▸ Lo que hay que hacer: Sigue escribiendo el relato de la visita a la iglesia de Bujarrabal a partir de su última frase.

▸ Fragmento citado:
#####

Por las estrechas callejuelas de Bujarrabal apenas reciben los ojos otra impresión que la de la piedra vieja, y los oídos el canto del gorrión y el ladrido de los perros. Cuando paso junto a, el señor Mariano Ambrona me indica cuál es la vivienda de su convecino Antonio Bacho, el hombre que tiene la llave, y se viene conmigo a pedirla, y me presenta a los dueños de la casa que nos la entrega. El propio Antonio Bacho nos acompaña hasta el pórtico arqueado por el que he­mos de pasar al templo.
El pórtico de la iglesia de Bujarrabal es un lugar sombrío. Tiene a la caída un pequeño atrio invadido por la hierba. Se ve que en el pueblo no quedan niños que retocen por aquellos paredones medio en ruina, que jueguen por allí, que impidan que la hierba nazca donde debieran de pisar los hombres.
- ¿Que no quedan niños, por lo que veo?
- Menos tenían que quedar aún. Cuando vienen el sábado los de Madrid parecen potros salvajes. Esos sí que arremeten con lo que pillan. ¡Anda y diles algo!, que no te hacen ni caso.
Se llega al interior por doble arcada que aseguran dos portonas de entrada diferentes, si bien, nosotros lo hacemos por otra late­ral que Antonio consigue abrir después de hurgar con la llave unos instantes en la cerradura.
- Hay veces que se abre bien, pero otras…
Es cierto que ver, aunque sólo sea de paso como yo lo hice, la iglesia de Bujarrabal, merece la pena. El silencio más absoluto y la quietud con que las cosas están, en medio de este frescor conventual que tienen siempre los viejos templos pueblerinos, es a cualquier hora del día como un relax apetecible para el cuerpo y un alivio para el espíritu. Un colosal retablo renacentista, fondeado por dieciséis tablas originales en las que se representan diversas escenas de la vida de Cristo, y bustos, al pie, de los cuatro evangelistas, roban al en­trar la mirada y la atención del visitante que apenas da crédito a lo que ven sus ojos. La cobertura es a modo de bóveda de las de medio cañón, recorrida por artísticas nervaduras. Por cuanto a imaginería, destaca una talla de San Miguel, un conjunto escultórico con la escena del Calvario, y una imagen muy antigua de Santa María, presidiendo desde la hornacina principal del retablo la espaciosa nave. Abajo, entre las columnas barrocas de un curioso templete, hay otra imagen moderna y sin mayor interés, que representa al Corazón de Jesús.

#####

Entradas de datos guardadas
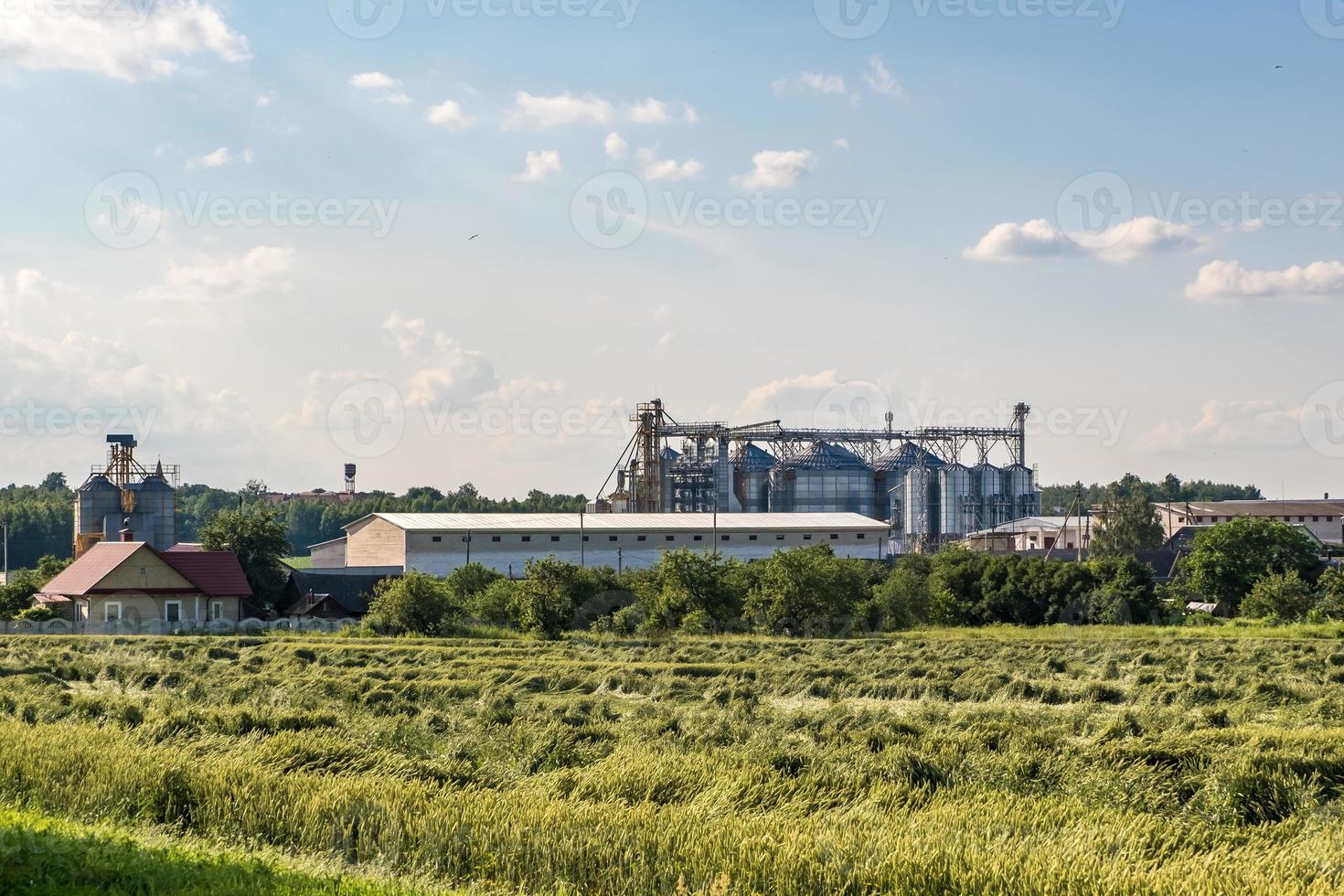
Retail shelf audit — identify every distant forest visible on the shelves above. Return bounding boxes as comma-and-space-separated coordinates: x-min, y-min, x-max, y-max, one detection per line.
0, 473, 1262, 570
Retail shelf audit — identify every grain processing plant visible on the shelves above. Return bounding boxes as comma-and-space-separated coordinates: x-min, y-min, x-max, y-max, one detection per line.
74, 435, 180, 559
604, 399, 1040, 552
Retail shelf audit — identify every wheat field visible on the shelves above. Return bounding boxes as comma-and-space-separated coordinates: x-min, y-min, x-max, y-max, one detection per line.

#####

▸ Respuesta:
- Aquí, la patrona del pueblo es Santa Yocunda
- Raro nombre, ¿verdad?
- Pues sí. Siempre ha sido el 25 de noviembre, pero últimamente se pasó al verano. Ahora se le hace la fiesta el último domingo de julio. En la capilla de Santa Yocunda hay un Cristo barroco que tiene co­mo respaldo cuatro pinturas de santos: San Juan Bautista, San Francisco de Asís, y otras dos santas vírgenes que uno no consigue reconocer, ­ni sus acompañantes tampoco.
- Mire la pila del bautismo. Dicen que tiene mucho valor. Puede que haga más de treinta años que no bautizan a ninguno.
- Qué pena, ¿verdad? Eso es lo que acabará con los pueblos. Tienen una iglesia que es un capricho.
- Lo destrozan todo. Nos lavamos las manos por fa1ta de autoridad, pero lo destrozaron todo. Así no hay manera. Y luego las chispas también han hecho aquí muchos males.
- Seguro que tendrían hasta su buen órgano.
- Ya lo creo, y bueno que era. Dicen que era como el de la catedral.
El final fue un paseo rápido por las solitarias callejuelas de la villa. En un rincón preciso de las afueras hay un anciano sentado sobre las piedras roídas de un paredón. Pertenecieron, se ve, a alguna fortaleza o casona feudal de hace varios siglos. El viejo me informa con las mismas palabras que lo haría cualquier otro de cualquier lugar del mapa.
- Era, un castillo de cuando los moros. La gente lo ha ido desbara­tando para sacar piedra, y así está. Ya no queda de él más que eso poco.
Aunque desde que llegué ha pasado casi media tarde, los pocos hom­bres y mujeres que encuentro por las callejas de Bujarrabal siguen como escondidos a la sombra de los portales. Se ha levantado un vientecillo ligero que mimbrea las ramas de las acacias. El campo al sa­lir permanece solitario, muy quedo. De las hazas de mies vuelan, de un sitio para otro, las codornices.